## Source text
|---|
When the multiplication process is conducted in parallel with no use of the blocked matrix multiplication technique (as shown in the upper side of Figure 5a), the entire 2560 rows of a sub-matrix are processed with 32 threads, and each thread then takes equal computing load processing 80 rows evenly. When the technique of blocked matrix multiplication is applied, however, the branch unit of the for-loop becomes the block size (= 32) rather than the element size (= 1), and the target of the matrix multiplication is changed to an 80 × 80 block matrix instead of a 2560 × 2560 matrix (as shown in the lower side of Figure 5a). Consequently, the problem becomes “to process 80 rows (of blocks) with 32 threads” and we have an issue of load imbalance since the quotient between the number of rows and threads is not an integer. In other words, the workload is not evenly distributed among 32 threads. In this case, more specifically, half of the 32 threads (group A) process 48 rows of blocks (3 rows per thread) and the other half takes 32 rows (2 rows per thread). So, to complete the task, 32 threads need to run 3 cycles but only 80 threads (= 32 × 2 + 16) are actually participating in the computation. The efficiency of thread utilization therefore becomes 80/96 = ∼83%. To resolve this issue and improve the efficiency of thread utilization, we revise a policy of thread scheduling with the following processes:

• Decompose j-loop by 2ⁿ iterations to determine the number of threads participating in the parallelization of each decomposed loop ($N_{thrA}$).
• Adjust the number of threads participating in matrix multiplication (the subroutine cMat_mul) ($N_{thrB}$) in each decomposed loop. $N_{thrA}$ × $N_{thrB}$ should be always equal to the number of threads that belong to a single MPI process (32 in this case).

The following example presents a more detailed description of how the above-mentioned policy of thereat scheduling can help reduce the issue of load imbalance when the technique of blocked matrix multiplication is applied.

• Decompose the number of iterations of j-loop (6) into 4 and 2 (6 = 2² + 2¹) as shown in the right side of Figure 5b.
• The 4 iterations of j-loop (j = 7→6→5→4) are executed simultaneously with 4 threads, and cMat_mul is processed with 8 threads (32/4 = 8). In this case, all the 32 (4 × 8) threads execute matrix multiplication simultaneously, and the issue of load imbalance does not exist since 80 rows are processed in parallel with 8 threads.
• Once the above 4 iterations are completed, we reschedule threads such that the remaining 2 iterations (j = 3→2) are executed with 2 threads, and cMat_mul is processed with 16 threads (32/2 = 16). This case does not have the issue of load imbalance either since each of the 16 threads can process 5 rows.
|---|
## Task 1
Using the thread-scheduling text, decide whether each statement below agrees with it. Answer yes or no for each, and quote the words from the text that settle it.
(a) Without blocked matrix multiplication, each of the 32 threads processes 80 rows.
(b) The 6 iterations of the j-loop are split into 3 and 3.
(c) For the last 2 iterations, cMat_mul runs with 16 threads.

[Data listing]
|---|
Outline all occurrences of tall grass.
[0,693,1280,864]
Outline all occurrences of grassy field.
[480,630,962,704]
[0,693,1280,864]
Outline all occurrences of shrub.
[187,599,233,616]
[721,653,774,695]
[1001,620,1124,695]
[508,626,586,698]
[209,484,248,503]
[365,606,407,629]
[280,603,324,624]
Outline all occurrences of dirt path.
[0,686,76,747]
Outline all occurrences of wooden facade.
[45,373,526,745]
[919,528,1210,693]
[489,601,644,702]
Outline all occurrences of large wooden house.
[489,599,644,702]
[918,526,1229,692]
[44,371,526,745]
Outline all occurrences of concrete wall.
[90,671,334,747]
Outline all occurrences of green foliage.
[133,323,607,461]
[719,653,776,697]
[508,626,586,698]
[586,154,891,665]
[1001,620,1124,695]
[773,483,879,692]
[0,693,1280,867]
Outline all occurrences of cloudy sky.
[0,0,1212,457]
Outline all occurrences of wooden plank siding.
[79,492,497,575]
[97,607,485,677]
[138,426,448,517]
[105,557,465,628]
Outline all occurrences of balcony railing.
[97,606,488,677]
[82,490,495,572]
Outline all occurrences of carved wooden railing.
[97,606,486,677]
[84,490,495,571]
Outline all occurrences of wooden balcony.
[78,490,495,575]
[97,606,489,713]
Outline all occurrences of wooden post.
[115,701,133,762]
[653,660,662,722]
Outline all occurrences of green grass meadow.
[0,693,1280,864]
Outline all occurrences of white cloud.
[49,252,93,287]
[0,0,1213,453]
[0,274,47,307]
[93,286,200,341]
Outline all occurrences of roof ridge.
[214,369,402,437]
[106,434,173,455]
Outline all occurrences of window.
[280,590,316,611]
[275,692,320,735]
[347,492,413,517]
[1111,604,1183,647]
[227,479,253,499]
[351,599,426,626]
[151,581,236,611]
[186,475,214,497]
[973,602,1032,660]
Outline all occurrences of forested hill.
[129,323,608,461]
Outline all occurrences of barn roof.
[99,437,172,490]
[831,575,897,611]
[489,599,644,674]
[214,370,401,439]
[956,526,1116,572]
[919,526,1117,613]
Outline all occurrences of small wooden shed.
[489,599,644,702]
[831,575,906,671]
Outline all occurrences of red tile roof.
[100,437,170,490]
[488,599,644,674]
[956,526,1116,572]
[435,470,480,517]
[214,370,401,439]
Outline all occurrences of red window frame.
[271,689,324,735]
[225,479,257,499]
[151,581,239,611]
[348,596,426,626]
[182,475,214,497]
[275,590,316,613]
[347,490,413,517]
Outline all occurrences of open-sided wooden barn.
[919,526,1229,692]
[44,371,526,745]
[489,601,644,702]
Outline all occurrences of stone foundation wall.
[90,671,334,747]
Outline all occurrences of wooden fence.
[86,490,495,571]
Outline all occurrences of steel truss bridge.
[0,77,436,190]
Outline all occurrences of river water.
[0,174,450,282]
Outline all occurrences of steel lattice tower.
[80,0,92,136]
|---|
## Task 2
Lay out the entries of the Data listing as a numbered list. Start at the line containing "Outline all occurrences of wooden fence." and go through the last of the entries, including both ends and skipping blank lines.

## Exercise answer 1
(a) Yes: "each thread then takes equal computing load processing 80 rows evenly"
(b) No: "Decompose the number of iterations of j-loop (6) into 4 and 2 (6 = 2² + 2¹)"
(c) Yes: "cMat_mul is processed with 16 threads (32/2 = 16)"

## Exercise answer 2
1. Outline all occurrences of wooden fence.
2. [86,490,495,571]
3. Outline all occurrences of steel truss bridge.
4. [0,77,436,190]
5. Outline all occurrences of river water.
6. [0,174,450,282]
7. Outline all occurrences of steel lattice tower.
8. [80,0,92,136]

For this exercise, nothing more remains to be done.